**Annotation data for object locations**
---+---
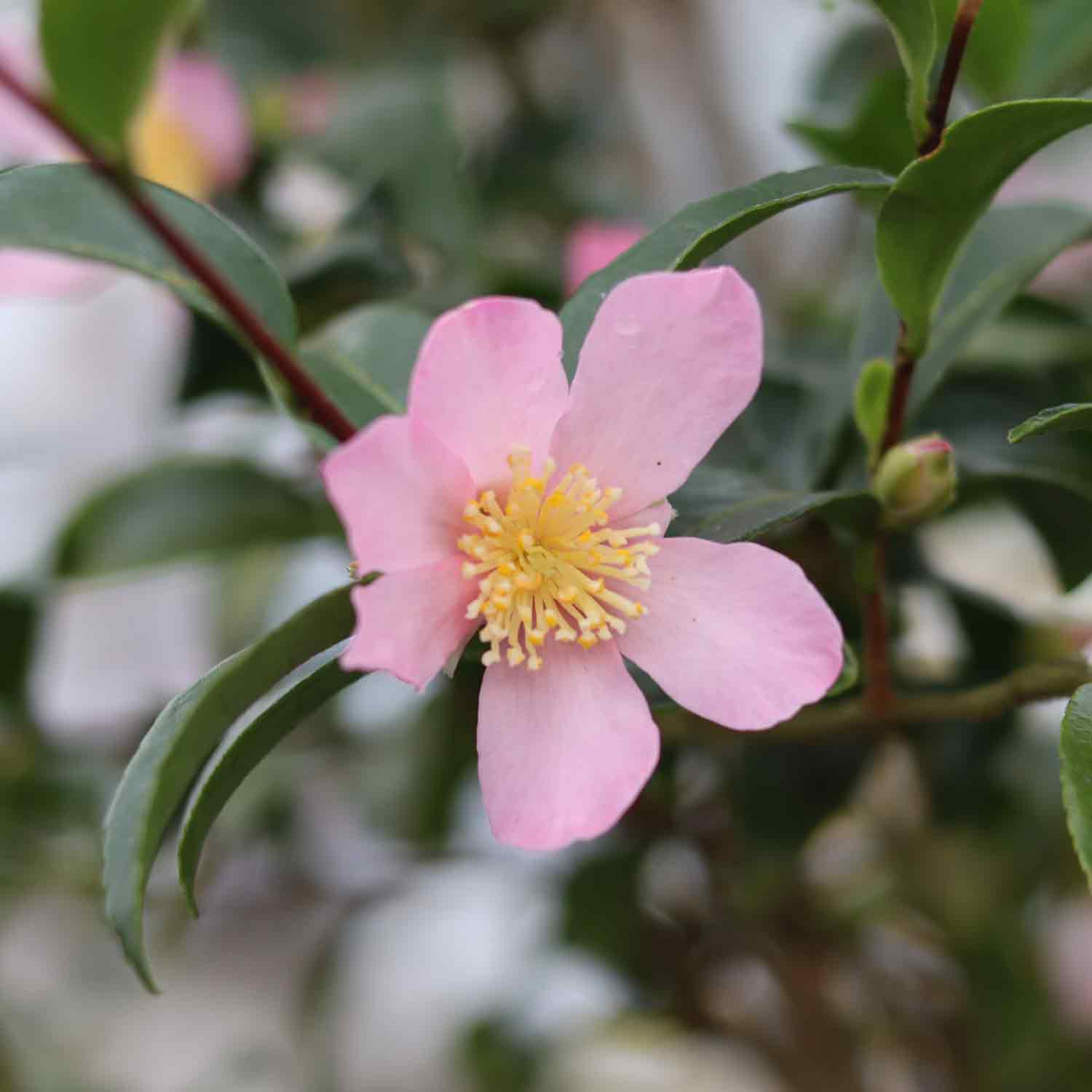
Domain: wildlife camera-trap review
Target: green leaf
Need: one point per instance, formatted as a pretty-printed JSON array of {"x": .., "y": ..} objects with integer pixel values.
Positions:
[
  {"x": 876, "y": 137},
  {"x": 102, "y": 57},
  {"x": 1059, "y": 47},
  {"x": 363, "y": 360},
  {"x": 725, "y": 507},
  {"x": 1076, "y": 747},
  {"x": 997, "y": 46},
  {"x": 701, "y": 229},
  {"x": 183, "y": 509},
  {"x": 913, "y": 25},
  {"x": 871, "y": 401},
  {"x": 240, "y": 753},
  {"x": 1072, "y": 417},
  {"x": 17, "y": 627},
  {"x": 937, "y": 200},
  {"x": 181, "y": 740},
  {"x": 67, "y": 209},
  {"x": 850, "y": 674},
  {"x": 1008, "y": 248}
]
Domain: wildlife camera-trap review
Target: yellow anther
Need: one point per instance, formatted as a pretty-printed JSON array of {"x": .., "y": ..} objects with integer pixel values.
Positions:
[{"x": 543, "y": 561}]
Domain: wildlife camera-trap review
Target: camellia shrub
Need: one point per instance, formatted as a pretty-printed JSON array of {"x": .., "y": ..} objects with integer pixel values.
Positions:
[{"x": 641, "y": 535}]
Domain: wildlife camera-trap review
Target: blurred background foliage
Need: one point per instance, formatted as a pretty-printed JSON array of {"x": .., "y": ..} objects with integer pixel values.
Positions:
[{"x": 877, "y": 913}]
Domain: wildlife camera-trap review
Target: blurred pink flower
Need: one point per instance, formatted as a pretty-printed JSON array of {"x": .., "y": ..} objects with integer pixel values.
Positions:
[
  {"x": 592, "y": 245},
  {"x": 192, "y": 135},
  {"x": 1046, "y": 179},
  {"x": 1065, "y": 945},
  {"x": 462, "y": 505}
]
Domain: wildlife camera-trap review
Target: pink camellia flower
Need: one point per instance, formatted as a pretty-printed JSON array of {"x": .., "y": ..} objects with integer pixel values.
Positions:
[
  {"x": 509, "y": 504},
  {"x": 592, "y": 245}
]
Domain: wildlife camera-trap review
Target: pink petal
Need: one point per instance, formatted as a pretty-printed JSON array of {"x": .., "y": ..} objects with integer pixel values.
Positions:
[
  {"x": 400, "y": 495},
  {"x": 670, "y": 360},
  {"x": 408, "y": 622},
  {"x": 489, "y": 378},
  {"x": 563, "y": 751},
  {"x": 205, "y": 98},
  {"x": 662, "y": 513},
  {"x": 735, "y": 633},
  {"x": 594, "y": 244},
  {"x": 33, "y": 273}
]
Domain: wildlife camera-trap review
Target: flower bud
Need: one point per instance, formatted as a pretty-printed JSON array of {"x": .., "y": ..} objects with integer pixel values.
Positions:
[{"x": 915, "y": 480}]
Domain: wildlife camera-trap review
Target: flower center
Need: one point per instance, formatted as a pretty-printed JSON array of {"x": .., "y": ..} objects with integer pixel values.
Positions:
[{"x": 543, "y": 563}]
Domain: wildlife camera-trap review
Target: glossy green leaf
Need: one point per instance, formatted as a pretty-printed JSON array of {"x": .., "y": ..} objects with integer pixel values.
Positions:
[
  {"x": 363, "y": 360},
  {"x": 936, "y": 202},
  {"x": 725, "y": 507},
  {"x": 179, "y": 743},
  {"x": 701, "y": 229},
  {"x": 876, "y": 137},
  {"x": 1076, "y": 747},
  {"x": 240, "y": 753},
  {"x": 179, "y": 510},
  {"x": 1072, "y": 417},
  {"x": 66, "y": 209},
  {"x": 850, "y": 674},
  {"x": 1008, "y": 248},
  {"x": 1059, "y": 47},
  {"x": 102, "y": 57},
  {"x": 997, "y": 47},
  {"x": 913, "y": 25},
  {"x": 871, "y": 401}
]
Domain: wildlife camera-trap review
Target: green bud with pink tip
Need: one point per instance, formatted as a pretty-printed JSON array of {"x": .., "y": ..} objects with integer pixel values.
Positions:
[{"x": 915, "y": 480}]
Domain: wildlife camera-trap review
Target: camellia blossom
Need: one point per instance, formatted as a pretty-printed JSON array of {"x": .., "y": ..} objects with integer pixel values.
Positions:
[{"x": 509, "y": 504}]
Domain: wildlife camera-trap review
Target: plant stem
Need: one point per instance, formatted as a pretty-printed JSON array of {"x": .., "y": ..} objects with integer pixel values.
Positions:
[
  {"x": 957, "y": 45},
  {"x": 878, "y": 692},
  {"x": 321, "y": 410},
  {"x": 904, "y": 363},
  {"x": 1026, "y": 685},
  {"x": 879, "y": 697}
]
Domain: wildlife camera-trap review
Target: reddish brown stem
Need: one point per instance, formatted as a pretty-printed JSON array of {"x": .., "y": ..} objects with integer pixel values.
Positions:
[
  {"x": 323, "y": 411},
  {"x": 879, "y": 696},
  {"x": 957, "y": 45}
]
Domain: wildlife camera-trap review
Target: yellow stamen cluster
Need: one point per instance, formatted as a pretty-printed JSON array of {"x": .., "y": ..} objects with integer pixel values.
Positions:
[{"x": 545, "y": 561}]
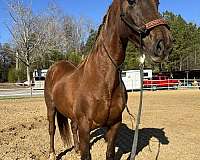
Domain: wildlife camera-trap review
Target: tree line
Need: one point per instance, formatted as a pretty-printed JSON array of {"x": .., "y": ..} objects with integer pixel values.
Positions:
[{"x": 39, "y": 40}]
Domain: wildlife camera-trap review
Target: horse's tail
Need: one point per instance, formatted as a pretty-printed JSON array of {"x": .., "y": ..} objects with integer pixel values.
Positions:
[{"x": 64, "y": 129}]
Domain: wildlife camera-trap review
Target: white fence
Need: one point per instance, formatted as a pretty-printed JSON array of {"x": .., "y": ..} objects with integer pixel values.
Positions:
[{"x": 18, "y": 90}]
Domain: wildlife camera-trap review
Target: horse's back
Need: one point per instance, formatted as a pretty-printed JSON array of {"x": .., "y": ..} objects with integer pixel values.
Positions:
[{"x": 55, "y": 73}]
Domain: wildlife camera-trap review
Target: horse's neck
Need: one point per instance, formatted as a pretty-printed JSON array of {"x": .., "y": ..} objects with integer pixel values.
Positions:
[{"x": 107, "y": 44}]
---+---
**Exercise description**
Can you extract every line of the listing that contains the word "yellow"? Matching is case-sensitive.

**Output below**
Target: yellow anther
Target: yellow stamen cluster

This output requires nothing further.